TEXTO PARA LEER:
****************************************
Domingo, 16h27.
Hoy mi abuela hubiera cumplido 90 años.
Se fue hace casi 7, rodeada de su familia, con un último respiro en su casa y en su cama. Estuve, pero no estuve. Lo que pasa es que a veces, en la vida, nos toca estar, pero no estar, como yo ese sábado que con un beso sentí por última vez su piel, para ese momento casi helada, en mis labios, y me fui.
Me despedí de ella antes de que el resto de mi familia lo hiciera.
Me tuve que ir. Mi abuela se fue el preciso día en el que yo estrenaba un musical, el único que he hecho en mi vida y para el que había ensayado durante meses con un montón de gente a la que no quería fallar con mi ausencia porque sé que habría sido imposible conseguir reemplazo en las 6 horas que faltaban para la función. Así que fui.
Tengo ese día muy presente.
****************************************
CONSIGNA: Vuelve a escribir el texto sobre la abuela empezando por "Hoy mi abuela" y terminando después de "día muy presente.", y cambia "musical" por "concierto".
****************************************
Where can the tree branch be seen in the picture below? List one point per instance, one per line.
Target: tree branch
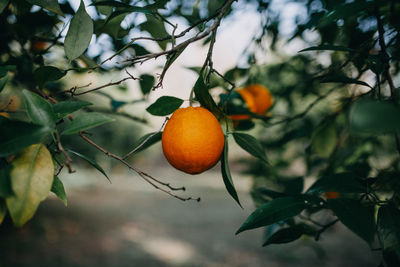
(157, 184)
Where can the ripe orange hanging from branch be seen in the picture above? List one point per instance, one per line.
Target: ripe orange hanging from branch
(193, 140)
(258, 100)
(262, 98)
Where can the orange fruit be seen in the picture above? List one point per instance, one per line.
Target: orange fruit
(261, 96)
(251, 105)
(192, 140)
(328, 195)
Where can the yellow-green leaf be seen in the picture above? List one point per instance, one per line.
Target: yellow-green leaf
(31, 180)
(79, 33)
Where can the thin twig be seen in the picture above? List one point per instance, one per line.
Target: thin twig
(145, 140)
(148, 178)
(72, 91)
****************************************
RESPUESTA:
Hoy mi abuela hubiera cumplido 90 años.
Se fue hace casi 7, rodeada de su familia, con un último respiro en su casa y en su cama. Estuve, pero no estuve. Lo que pasa es que a veces, en la vida, nos toca estar, pero no estar, como yo ese sábado que con un beso sentí por última vez su piel, para ese momento casi helada, en mis labios, y me fui.
Me despedí de ella antes de que el resto de mi familia lo hiciera.
Me tuve que ir. Mi abuela se fue el preciso día en el que yo estrenaba un concierto, el único que he hecho en mi vida y para el que había ensayado durante meses con un montón de gente a la que no quería fallar con mi ausencia porque sé que habría sido imposible conseguir reemplazo en las 6 horas que faltaban para la función. Así que fui.
Tengo ese día muy presente.